• **Exercise brief**
Exclude all pictures, then copy each of the records exactly as written.

***** Extracted entries *****

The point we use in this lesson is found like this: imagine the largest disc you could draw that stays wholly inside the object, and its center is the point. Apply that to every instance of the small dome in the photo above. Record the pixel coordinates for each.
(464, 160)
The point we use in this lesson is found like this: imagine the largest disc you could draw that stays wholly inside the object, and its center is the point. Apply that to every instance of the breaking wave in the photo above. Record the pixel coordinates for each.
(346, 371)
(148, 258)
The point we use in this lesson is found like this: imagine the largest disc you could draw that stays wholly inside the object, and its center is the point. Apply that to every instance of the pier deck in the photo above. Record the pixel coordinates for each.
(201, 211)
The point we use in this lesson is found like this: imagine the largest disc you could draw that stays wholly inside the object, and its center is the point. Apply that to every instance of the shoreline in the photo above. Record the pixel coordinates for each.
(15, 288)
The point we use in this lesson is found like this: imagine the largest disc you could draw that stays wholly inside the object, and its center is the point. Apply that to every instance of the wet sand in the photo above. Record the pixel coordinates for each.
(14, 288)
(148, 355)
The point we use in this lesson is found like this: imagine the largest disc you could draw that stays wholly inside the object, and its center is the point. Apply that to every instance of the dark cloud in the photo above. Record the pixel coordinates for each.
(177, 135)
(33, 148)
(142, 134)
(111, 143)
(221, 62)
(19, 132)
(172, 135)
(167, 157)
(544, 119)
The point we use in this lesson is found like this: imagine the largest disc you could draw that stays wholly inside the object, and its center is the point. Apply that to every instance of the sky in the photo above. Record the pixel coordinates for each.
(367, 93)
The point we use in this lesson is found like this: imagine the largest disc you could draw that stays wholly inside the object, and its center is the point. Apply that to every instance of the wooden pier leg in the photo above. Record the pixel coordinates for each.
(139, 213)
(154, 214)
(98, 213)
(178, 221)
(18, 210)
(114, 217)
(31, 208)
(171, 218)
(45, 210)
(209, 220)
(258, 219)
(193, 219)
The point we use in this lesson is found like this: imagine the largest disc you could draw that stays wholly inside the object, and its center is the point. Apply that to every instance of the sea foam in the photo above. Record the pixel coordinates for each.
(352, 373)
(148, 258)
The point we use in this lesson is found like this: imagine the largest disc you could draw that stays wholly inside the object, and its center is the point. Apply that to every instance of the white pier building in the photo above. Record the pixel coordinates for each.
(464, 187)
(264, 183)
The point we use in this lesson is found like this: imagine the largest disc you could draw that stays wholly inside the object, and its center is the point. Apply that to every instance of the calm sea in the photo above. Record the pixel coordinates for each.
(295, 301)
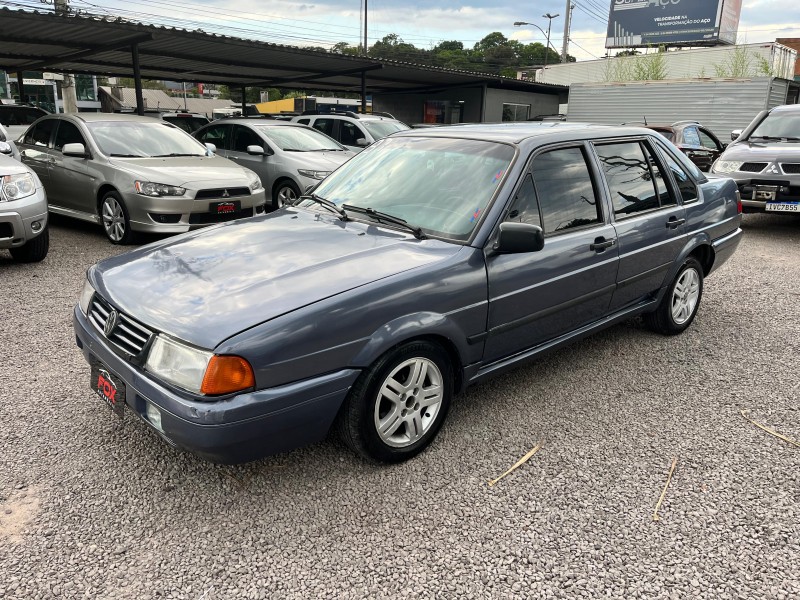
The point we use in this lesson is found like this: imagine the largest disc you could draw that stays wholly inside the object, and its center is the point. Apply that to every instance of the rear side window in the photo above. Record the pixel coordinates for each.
(217, 135)
(40, 134)
(565, 191)
(634, 178)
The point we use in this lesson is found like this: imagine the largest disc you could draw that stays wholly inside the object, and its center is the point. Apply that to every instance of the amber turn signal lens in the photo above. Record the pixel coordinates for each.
(227, 374)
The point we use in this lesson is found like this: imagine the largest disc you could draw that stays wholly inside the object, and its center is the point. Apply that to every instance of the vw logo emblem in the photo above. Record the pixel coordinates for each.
(111, 322)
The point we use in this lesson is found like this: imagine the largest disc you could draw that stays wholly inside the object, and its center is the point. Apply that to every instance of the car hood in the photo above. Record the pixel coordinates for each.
(763, 152)
(182, 171)
(206, 286)
(320, 161)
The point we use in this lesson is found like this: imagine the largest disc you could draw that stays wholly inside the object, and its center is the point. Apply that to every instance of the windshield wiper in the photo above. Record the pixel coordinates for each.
(327, 204)
(382, 217)
(775, 138)
(174, 154)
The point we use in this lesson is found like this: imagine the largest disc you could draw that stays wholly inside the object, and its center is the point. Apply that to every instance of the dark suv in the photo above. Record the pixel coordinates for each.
(765, 161)
(695, 141)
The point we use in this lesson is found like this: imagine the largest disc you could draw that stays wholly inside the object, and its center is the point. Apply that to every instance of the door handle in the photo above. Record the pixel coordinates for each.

*****

• **Response below**
The point we use in this lesson is found like this: imagine the largest disc you could draw that stays wholly inside the object, and its center is the point. Apply that to every instance of the small dome in the photo above. Record the pixel coordinates for each.
(464, 160)
The point we use in this lesson is found like this: imagine the largest disc you could draw that stays wholly inside the object, and its center is the point. Apply that to every instance of the breaking wave in the photo above. Record the pixel coordinates for each.
(346, 371)
(148, 258)
The point we use in this lesson is found like this: imagine the largest disc you could draw that stays wholly inside the object, and its center is the point. Apply that to every instance of the pier deck in the photo above. Record the pixel coordinates for each.
(201, 211)
The point we use in this lesson is found like this: imagine the largest disc you could draw that stays wholly inside the object, and its center is the point. Apply that to every instance of the shoreline in the photo above. Record the pixel coordinates for each.
(15, 288)
The point we use in this lesson is found like this: imagine the largest disc you could draw that stays wholly inside the object, and its center is the point. Apply that to every instance of the wet sand in the photo above. Record the pixel coordinates for each.
(14, 288)
(148, 355)
The point we use in this lesson is found like this: imagine the largest disc you could draw that stays wholly inside the object, and its center is the point. Apply that to every instance of the dark cloud in the photo above. Record the pixel coordinates for each.
(177, 135)
(33, 148)
(142, 134)
(111, 143)
(221, 62)
(19, 132)
(172, 135)
(167, 157)
(544, 119)
The point we use in this lesson is found like this: imagine the largest disc you could draw that stays wholly inside the object, and its center is the point. Apply that to every instance of the sky in the photo above. Record the pixel coordinates for each.
(367, 93)
The point we use in this lesson is found like this: imagine the largest disc you could draw that stays wholly inside the object, and its center is the point. Apply that to every instance of the wooden pier leg in the photo above. Record the pixel coordinates for each.
(139, 213)
(154, 214)
(98, 213)
(178, 221)
(18, 210)
(114, 217)
(31, 208)
(171, 218)
(45, 210)
(209, 220)
(258, 219)
(193, 219)
The point we use in this lesson is found like this: imagine the largest disc you could draw that stays wholly inside the object, and its center is the point. Apply that to every instance of the sea foam in the photo above. Record the pixel coordinates for each.
(352, 373)
(148, 258)
The point we use in this lesson is found like this: imagine the largest disc you could draw that stays wholly inside the object, and its center is the point. Apply that to every instance of the white pier building in the photo above. Record the pixel coordinates for each.
(464, 187)
(264, 183)
The point we use in this lesson is found like this: imagine the largest disc you could draw that stays wholly inside the object, and its center is the point. Apply that to every instance of the calm sea in the photo above. Record the pixel coordinates for each.
(295, 301)
The point we use in this lesson is found like this: imagine the largest disc you could draw that stays wholly inside the object, and its center is the point. Apply that to every instance of the rear side window in the photo above. Record the pixel coordinates for each.
(217, 135)
(40, 134)
(565, 191)
(634, 178)
The point we use in this lesson is found like this: imagine the largest disc you could draw that stays wholly inside the object, and its center is the point. Apply that to every instance of the amber turn signal lens in the photo above. Record the pixel coordinates for each.
(227, 374)
The point we use in this lesson is found like this: imagine the largest disc you could draw that stays wholly inside the object, and its center is the point. Apply that to every instance of the vw logo emblem in the photo above. Record the pixel coordinates for each.
(111, 322)
The point we use in this lesson is found like this: imagine the largest disc you could draw that stays wholly inside the object, and its center is the point. Apply that to every instance of the car hood in the photo above. Record the pixel coordinates for each.
(763, 152)
(182, 171)
(206, 286)
(320, 161)
The point we use in this lesson is found like this: imagine the largest disc you could draw that stays wholly inside the object, and its center is the point. Apply that to every instance of the windshield wiper in the photo above. Record the pixel coordinates for each.
(327, 204)
(382, 217)
(775, 138)
(174, 154)
The point we use in this lesson is found like this: imagine the largest disc you could draw that stays wholly inside the object, and its center is the point. Apply that to every instance of the dark suv in the photo above. Record the pixel coordinates for each.
(765, 161)
(695, 141)
The point we use in this lesson is found like this: imagine the largest disc you could draw that stays wholly inside the object, and its center is the point. Apply that to every instance of the door handle in the photo above. Record the pixel coordinates for each.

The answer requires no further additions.